Let f : R → R be a given function. The following property will ensure that f is uniformly continuous:
for all $x$ and $y ∈ \mathbb{R}$, $|f(x) − f(y)| ≤ |x−y|^\frac{1}{2}$.
My attempt :
From definition a function $f$ is uniformly continuous if for a arbitrary $\epsilon \gt 0$ there exists a $\delta \gt 0$ such that for any two points $x,y$ in $\mathbb{R}$,
$$ |x-y| \lt \delta \implies |f(x)-f(y)| \lt \epsilon
$$
Now let $\epsilon \gt 0$ be given. Then
$$
|x−y|^\frac{1}{2} \lt \epsilon \\
\implies
|x-y| \lt {\epsilon}^2 = \delta \\
\implies |f(x)-f(y)| \lt \epsilon
.$$
Therefore the function is uniformly continuous.
Best Answer
You surely are on the right track. Given $\epsilon > 0$ you have to find a $\delta > 0$ such that the implication $|x-y| \lt \delta \implies |f(x)-f(y)| \lt \epsilon$ holds.
So the correct order of arguments would be: Let $\epsilon \gt 0$ be given. Set $\delta = \epsilon^2$. Then $\delta > 0$ and $$ |x−y| \lt \delta \implies |f(x) − f(y)| ≤ |x−y|^{1/2} < \delta^{1/2} = \epsilon \, . $$
▬▬▬
*GIVEN TASK A*:
Rewrite the uniform continuity text from "Let f : R →" up to and including "is uniformly continuous.", putting "map" in place of "function".
The records have no connection to the uniform continuity text.
▬▬▬
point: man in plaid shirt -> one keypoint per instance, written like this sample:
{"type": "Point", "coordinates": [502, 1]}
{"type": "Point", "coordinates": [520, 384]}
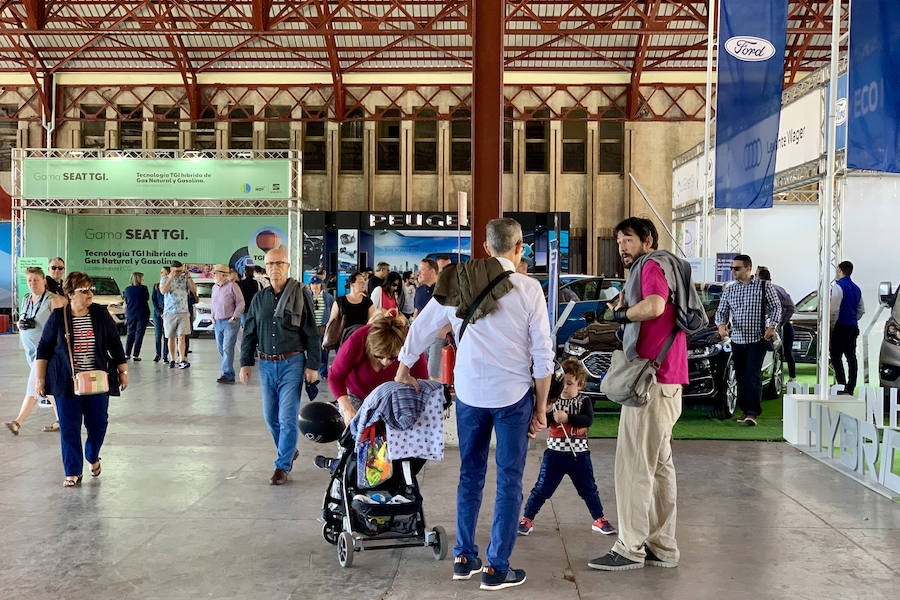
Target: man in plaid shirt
{"type": "Point", "coordinates": [742, 305]}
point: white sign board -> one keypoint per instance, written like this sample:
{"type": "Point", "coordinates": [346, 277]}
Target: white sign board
{"type": "Point", "coordinates": [799, 135]}
{"type": "Point", "coordinates": [687, 180]}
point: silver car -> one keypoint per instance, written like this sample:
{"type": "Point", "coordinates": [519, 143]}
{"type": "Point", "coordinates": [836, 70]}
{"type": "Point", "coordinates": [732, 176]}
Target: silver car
{"type": "Point", "coordinates": [889, 357]}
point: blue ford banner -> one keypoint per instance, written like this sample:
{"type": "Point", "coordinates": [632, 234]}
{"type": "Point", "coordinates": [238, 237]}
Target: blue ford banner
{"type": "Point", "coordinates": [748, 100]}
{"type": "Point", "coordinates": [873, 131]}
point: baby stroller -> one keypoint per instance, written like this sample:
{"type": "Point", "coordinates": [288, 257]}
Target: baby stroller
{"type": "Point", "coordinates": [354, 525]}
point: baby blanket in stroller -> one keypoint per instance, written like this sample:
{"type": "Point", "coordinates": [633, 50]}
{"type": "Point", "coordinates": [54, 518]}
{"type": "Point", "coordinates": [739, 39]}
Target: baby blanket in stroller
{"type": "Point", "coordinates": [414, 422]}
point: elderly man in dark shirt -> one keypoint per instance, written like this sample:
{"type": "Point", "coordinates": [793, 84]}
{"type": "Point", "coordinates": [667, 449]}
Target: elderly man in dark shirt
{"type": "Point", "coordinates": [280, 330]}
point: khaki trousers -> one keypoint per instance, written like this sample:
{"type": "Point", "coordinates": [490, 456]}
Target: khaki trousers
{"type": "Point", "coordinates": [645, 476]}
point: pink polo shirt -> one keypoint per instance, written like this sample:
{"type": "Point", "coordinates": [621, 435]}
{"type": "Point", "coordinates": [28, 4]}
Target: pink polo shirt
{"type": "Point", "coordinates": [352, 370]}
{"type": "Point", "coordinates": [654, 333]}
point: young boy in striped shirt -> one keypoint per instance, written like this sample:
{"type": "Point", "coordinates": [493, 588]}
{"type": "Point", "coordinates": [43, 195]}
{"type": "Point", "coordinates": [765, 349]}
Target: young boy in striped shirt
{"type": "Point", "coordinates": [567, 452]}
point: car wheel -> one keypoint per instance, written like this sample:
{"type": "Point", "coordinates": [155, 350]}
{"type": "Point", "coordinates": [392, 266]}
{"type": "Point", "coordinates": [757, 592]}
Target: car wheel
{"type": "Point", "coordinates": [775, 386]}
{"type": "Point", "coordinates": [726, 399]}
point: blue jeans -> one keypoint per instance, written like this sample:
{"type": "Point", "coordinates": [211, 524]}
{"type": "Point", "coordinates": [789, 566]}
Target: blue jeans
{"type": "Point", "coordinates": [474, 426]}
{"type": "Point", "coordinates": [137, 325]}
{"type": "Point", "coordinates": [555, 466]}
{"type": "Point", "coordinates": [281, 383]}
{"type": "Point", "coordinates": [162, 348]}
{"type": "Point", "coordinates": [226, 336]}
{"type": "Point", "coordinates": [72, 410]}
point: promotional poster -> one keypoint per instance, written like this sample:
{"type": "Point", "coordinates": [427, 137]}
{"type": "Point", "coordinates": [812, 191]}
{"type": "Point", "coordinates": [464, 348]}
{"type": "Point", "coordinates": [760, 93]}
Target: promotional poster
{"type": "Point", "coordinates": [118, 245]}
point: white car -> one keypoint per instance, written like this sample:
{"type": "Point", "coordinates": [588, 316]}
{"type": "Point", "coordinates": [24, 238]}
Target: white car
{"type": "Point", "coordinates": [203, 309]}
{"type": "Point", "coordinates": [106, 293]}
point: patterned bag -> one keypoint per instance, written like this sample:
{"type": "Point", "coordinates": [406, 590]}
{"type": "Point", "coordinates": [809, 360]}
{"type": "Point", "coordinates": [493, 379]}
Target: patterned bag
{"type": "Point", "coordinates": [373, 460]}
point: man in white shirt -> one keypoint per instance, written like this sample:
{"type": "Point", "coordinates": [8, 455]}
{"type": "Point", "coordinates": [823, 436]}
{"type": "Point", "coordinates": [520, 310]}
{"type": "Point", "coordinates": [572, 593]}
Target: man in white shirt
{"type": "Point", "coordinates": [493, 379]}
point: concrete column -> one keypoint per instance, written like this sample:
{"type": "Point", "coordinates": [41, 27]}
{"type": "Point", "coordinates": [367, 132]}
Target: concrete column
{"type": "Point", "coordinates": [369, 163]}
{"type": "Point", "coordinates": [487, 117]}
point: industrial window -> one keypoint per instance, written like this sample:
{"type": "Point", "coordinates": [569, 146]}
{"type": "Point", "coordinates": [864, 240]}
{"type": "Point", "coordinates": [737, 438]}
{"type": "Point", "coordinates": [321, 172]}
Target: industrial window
{"type": "Point", "coordinates": [537, 141]}
{"type": "Point", "coordinates": [315, 157]}
{"type": "Point", "coordinates": [167, 130]}
{"type": "Point", "coordinates": [278, 127]}
{"type": "Point", "coordinates": [461, 141]}
{"type": "Point", "coordinates": [131, 127]}
{"type": "Point", "coordinates": [425, 142]}
{"type": "Point", "coordinates": [387, 141]}
{"type": "Point", "coordinates": [93, 125]}
{"type": "Point", "coordinates": [507, 139]}
{"type": "Point", "coordinates": [8, 129]}
{"type": "Point", "coordinates": [241, 121]}
{"type": "Point", "coordinates": [352, 142]}
{"type": "Point", "coordinates": [205, 130]}
{"type": "Point", "coordinates": [611, 142]}
{"type": "Point", "coordinates": [574, 142]}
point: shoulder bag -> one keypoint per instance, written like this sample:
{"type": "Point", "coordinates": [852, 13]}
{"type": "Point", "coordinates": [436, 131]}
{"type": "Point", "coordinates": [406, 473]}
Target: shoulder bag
{"type": "Point", "coordinates": [628, 382]}
{"type": "Point", "coordinates": [334, 331]}
{"type": "Point", "coordinates": [86, 383]}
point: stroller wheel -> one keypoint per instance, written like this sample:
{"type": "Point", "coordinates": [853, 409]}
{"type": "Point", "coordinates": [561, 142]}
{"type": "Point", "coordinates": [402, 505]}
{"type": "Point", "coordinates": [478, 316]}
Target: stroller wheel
{"type": "Point", "coordinates": [345, 549]}
{"type": "Point", "coordinates": [330, 533]}
{"type": "Point", "coordinates": [439, 549]}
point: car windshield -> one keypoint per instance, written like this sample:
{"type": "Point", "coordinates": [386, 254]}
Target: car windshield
{"type": "Point", "coordinates": [809, 303]}
{"type": "Point", "coordinates": [106, 287]}
{"type": "Point", "coordinates": [204, 290]}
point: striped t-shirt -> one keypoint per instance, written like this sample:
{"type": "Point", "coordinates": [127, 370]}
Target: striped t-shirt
{"type": "Point", "coordinates": [84, 353]}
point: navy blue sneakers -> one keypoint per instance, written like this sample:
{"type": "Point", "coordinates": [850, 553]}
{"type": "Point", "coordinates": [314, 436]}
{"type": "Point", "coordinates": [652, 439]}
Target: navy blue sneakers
{"type": "Point", "coordinates": [494, 580]}
{"type": "Point", "coordinates": [613, 561]}
{"type": "Point", "coordinates": [464, 568]}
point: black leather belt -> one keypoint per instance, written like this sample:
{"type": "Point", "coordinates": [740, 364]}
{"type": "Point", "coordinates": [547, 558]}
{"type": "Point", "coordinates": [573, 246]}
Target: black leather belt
{"type": "Point", "coordinates": [276, 357]}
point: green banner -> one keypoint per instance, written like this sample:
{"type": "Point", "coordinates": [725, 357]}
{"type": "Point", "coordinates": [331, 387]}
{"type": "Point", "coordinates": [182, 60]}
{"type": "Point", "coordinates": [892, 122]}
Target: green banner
{"type": "Point", "coordinates": [118, 245]}
{"type": "Point", "coordinates": [185, 178]}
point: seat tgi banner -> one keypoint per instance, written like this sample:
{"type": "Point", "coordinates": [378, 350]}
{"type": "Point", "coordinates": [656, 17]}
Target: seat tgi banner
{"type": "Point", "coordinates": [748, 100]}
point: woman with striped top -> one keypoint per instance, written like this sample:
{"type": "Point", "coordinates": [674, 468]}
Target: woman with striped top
{"type": "Point", "coordinates": [95, 344]}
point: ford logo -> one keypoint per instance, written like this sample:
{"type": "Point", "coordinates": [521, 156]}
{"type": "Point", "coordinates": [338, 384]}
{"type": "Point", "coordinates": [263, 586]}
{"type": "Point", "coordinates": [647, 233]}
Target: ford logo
{"type": "Point", "coordinates": [749, 48]}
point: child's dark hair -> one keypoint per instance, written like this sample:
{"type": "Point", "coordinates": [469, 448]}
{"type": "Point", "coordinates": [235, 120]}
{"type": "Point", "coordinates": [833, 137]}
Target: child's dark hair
{"type": "Point", "coordinates": [573, 367]}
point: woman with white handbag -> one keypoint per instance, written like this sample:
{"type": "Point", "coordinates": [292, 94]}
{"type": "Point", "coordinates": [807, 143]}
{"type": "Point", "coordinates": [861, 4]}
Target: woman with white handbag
▬▬▬
*GIVEN TASK B*:
Return each line of the records that contains the string "patterned". Letter case must match.

*WRITTEN ANSWER A*:
Let f : R → R be a given map. The following property will ensure that f is uniformly continuous:
for all $x$ and $y ∈ \mathbb{R}$, $|f(x) − f(y)| ≤ |x−y|^\frac{1}{2}$.
My attempt :
From definition a map $f$ is uniformly continuous if for a arbitrary $\epsilon \gt 0$ there exists a $\delta \gt 0$ such that for any two points $x,y$ in $\mathbb{R}$,
$$ |x-y| \lt \delta \implies |f(x)-f(y)| \lt \epsilon
$$
Now let $\epsilon \gt 0$ be given. Then
$$
|x−y|^\frac{1}{2} \lt \epsilon \\
\implies
|x-y| \lt {\epsilon}^2 = \delta \\
\implies |f(x)-f(y)| \lt \epsilon
.$$
Therefore the map is uniformly continuous.

*WRITTEN ANSWER B*:
point: patterned bag -> one keypoint per instance, written like this sample:
Target: patterned bag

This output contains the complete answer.